** Atividades propostas **
[A] Responda com base no texto sobre Parmênides:
(i) Em que Arjuna está indo para o campo de batalha?
(ii) Qual carta do tarô o texto menciona?
(iii) Quem se encontra no centro do carro, entre um cavalo e outro da biga?
[B] Reproduza o trecho do texto sobre Parmênides que começa com as palavras "Existe uma carta" e termina com "musa, uma visão.".

A carroça de Arjuna

Arjuna está numa carroça, indo para o campo de batalha. Chega Krishna… Todo poeta tem uma musa, seja ela uma mortal, seja ela uma ninfa filha do esperma de um Urano qualquer, que perdeu o falo para um filho Cronos qualquer. Então… o que existe de fragmento do filósofo Parmênides é principalmente o que foi possível resgatar de um poema intitulado “da natureza (pois trata da physis) em que ele é arrastado, arrebatado – vozes de “glória, senhor!” ao fundo – em um carro por uma musa que não lembro quem.

Existe uma carta do tarô, a do carro – os gregos são, antes, uns gaiatos. Então… o rapaz, Parmênides, tem uma visão. Deus sabe se ele é um místico ou um filósofo um poeta inspirado ou um racionalistazinho qualquer… se ele é um profeta, um louco ou um lógico. Esses filósofos gregos são bem gaiatos mesmo, eles ficam tentando ser conceituais e lógicos, mas estão sempre encontrando nos mitos, nas imagens, nas narrativas antigas algo de metafórico em relação ao que querem dizer… Aí Parmênides me aparece com um poema filosófico em que ele é arrebatado num carro/carroça aos céus para ter, mediante uma musa, uma visão.

E o que ele vê? Além da imagem da cidade, três coisas. Uma, é necessário que pensar seja o mesmo que ser; outra, do ser a gente só pode pensar o que é, o que não é não pode ser pensado, assim, é necessário que o que é seja e o que não é não seja. Um cavalo do carro é o ser, que se equivale a pensar – se não pode ser pensado não é, se não é não pode ser pensado; o outro cavalo é o não-ser, e para ele: silêncio. É lógica binária: ou é ou não é. Enfim, entre um cavalo e outro da biga, no centro do carro, indo à guerra… quem se encontra? A doxa (um palavrão: δόξα), a opinião dos mortais. Se ela segue o caminho do ser, alcançado pelo caminho estreito de um pensamento bem conduzido, logicamente conduzido, então ela trilha para o caminho da verdade, aleteia (outro palavrão: ἀλήθεια); se não, é engano, permanece mera doxa, se perde no não-ser, e para este: silêncio.

Tinha que começar pela cosmologia grega, para então entrar em como o Parmênides vai se posicionar. Mas o importante é que no Parmênides o ser é uma categoria eterna que nem no diálogo do Arjuna e do Krishna (só que aqui não tem mundo espiritual, reencarnação etc.), inalterável, infinita, circular, porque se ela fosse finita, transitória, mutável não poderia ser fundamento de verdade alguma. A verdade seria incorruptível à passagem do tempo e ao engano dos sentidos. Então Parmênides acaba sendo um imobilista e um identitário, a verdade é algo inalterável, idêntica a si mesma e é dada a partir dessa identidade entre o pensamento e o ser; o próprio ser tem estatuto mental, como diz a primeira lei hermética dos egípcios, que os gregos chamam de logos.

** Dados fornecidos **

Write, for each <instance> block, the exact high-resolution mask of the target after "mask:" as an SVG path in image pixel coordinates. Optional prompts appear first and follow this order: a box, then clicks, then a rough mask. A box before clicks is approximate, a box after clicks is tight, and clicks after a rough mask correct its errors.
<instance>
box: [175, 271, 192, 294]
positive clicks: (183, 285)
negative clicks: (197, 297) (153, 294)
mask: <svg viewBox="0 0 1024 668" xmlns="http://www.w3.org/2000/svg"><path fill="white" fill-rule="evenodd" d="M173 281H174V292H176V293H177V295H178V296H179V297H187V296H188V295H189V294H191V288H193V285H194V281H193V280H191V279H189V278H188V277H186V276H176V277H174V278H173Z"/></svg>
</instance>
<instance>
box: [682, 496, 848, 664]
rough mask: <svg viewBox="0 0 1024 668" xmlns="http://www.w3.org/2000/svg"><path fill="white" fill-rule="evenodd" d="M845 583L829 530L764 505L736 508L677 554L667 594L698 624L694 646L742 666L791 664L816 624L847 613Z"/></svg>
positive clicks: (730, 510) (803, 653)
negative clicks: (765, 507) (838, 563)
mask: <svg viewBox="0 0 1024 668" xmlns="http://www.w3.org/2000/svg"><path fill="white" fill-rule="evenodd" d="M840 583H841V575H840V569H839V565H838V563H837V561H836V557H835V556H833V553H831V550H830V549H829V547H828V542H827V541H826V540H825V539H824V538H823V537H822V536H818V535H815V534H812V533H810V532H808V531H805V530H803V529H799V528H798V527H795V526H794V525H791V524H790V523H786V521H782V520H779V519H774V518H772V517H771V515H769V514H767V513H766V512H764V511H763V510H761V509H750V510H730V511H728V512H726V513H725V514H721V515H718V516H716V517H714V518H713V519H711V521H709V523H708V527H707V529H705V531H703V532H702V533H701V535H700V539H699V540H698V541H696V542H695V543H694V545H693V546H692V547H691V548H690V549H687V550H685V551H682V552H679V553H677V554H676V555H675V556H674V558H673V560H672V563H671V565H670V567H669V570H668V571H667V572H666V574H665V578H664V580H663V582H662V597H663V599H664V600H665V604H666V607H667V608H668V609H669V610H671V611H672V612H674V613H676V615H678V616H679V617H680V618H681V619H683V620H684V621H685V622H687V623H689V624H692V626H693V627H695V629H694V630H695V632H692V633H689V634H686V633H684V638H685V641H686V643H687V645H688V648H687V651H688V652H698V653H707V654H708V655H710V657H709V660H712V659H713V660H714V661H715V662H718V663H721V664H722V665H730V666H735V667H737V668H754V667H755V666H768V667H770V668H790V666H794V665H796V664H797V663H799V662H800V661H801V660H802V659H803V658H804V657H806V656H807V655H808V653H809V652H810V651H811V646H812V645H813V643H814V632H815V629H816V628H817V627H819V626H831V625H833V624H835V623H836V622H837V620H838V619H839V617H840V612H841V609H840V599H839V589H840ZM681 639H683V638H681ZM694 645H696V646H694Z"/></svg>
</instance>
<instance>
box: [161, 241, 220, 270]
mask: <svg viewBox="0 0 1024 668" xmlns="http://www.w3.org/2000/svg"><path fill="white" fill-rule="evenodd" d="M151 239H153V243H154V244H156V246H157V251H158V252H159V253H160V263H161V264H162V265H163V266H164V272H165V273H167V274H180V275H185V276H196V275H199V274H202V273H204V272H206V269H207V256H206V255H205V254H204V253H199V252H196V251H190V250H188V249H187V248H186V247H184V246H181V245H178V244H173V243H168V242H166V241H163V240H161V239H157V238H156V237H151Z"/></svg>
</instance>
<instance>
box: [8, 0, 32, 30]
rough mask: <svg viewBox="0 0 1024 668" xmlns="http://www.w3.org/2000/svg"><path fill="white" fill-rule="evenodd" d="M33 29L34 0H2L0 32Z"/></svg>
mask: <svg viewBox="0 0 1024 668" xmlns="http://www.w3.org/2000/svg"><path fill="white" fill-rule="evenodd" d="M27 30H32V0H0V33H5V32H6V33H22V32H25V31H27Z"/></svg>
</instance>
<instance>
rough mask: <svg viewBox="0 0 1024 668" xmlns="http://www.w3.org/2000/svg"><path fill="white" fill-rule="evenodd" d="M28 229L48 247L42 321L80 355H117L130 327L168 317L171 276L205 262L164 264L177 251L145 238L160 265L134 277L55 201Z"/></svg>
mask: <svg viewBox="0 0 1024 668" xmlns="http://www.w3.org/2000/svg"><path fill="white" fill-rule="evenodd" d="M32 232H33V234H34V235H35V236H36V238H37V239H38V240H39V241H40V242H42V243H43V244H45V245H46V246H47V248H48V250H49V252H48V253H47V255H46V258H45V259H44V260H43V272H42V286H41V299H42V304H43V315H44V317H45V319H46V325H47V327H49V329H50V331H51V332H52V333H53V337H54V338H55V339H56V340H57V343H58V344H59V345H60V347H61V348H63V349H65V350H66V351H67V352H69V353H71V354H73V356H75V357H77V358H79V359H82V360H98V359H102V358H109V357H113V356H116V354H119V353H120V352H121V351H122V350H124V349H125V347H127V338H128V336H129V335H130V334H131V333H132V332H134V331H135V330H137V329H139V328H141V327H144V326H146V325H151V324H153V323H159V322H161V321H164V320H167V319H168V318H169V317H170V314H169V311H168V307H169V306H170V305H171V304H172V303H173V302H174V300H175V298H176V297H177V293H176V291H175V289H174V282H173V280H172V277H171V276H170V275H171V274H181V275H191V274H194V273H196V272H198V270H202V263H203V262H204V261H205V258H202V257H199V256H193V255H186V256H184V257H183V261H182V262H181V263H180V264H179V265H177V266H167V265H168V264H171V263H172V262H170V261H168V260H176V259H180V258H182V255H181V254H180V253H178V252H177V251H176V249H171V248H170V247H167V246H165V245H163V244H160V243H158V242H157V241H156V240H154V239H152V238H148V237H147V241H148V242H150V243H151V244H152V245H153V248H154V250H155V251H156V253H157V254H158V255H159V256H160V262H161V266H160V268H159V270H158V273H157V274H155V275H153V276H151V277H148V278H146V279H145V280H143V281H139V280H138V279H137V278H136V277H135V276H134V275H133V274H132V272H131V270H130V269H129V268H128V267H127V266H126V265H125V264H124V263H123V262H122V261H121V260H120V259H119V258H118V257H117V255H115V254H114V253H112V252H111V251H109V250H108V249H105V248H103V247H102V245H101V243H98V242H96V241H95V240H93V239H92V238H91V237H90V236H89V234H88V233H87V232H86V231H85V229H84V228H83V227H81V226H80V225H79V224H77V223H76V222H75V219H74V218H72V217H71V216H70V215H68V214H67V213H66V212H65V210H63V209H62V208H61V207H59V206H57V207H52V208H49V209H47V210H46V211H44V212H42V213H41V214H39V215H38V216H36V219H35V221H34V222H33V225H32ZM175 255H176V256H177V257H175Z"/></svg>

** Respostas **
[A]
(i) Numa carroça.
(ii) A do carro.
(iii) A doxa, a opinião dos mortais.

[B]
Existe uma carta do tarô, a do carro – os gregos são, antes, uns gaiatos. Então… o rapaz, Parmênides, tem uma visão. Deus sabe se ele é um místico ou um filósofo um poeta inspirado ou um racionalistazinho qualquer… se ele é um profeta, um louco ou um lógico. Esses filósofos gregos são bem gaiatos mesmo, eles ficam tentando ser conceituais e lógicos, mas estão sempre encontrando nos mitos, nas imagens, nas narrativas antigas algo de metafórico em relação ao que querem dizer… Aí Parmênides me aparece com um poema filosófico em que ele é arrebatado num carro/carroça aos céus para ter, mediante uma musa, uma visão.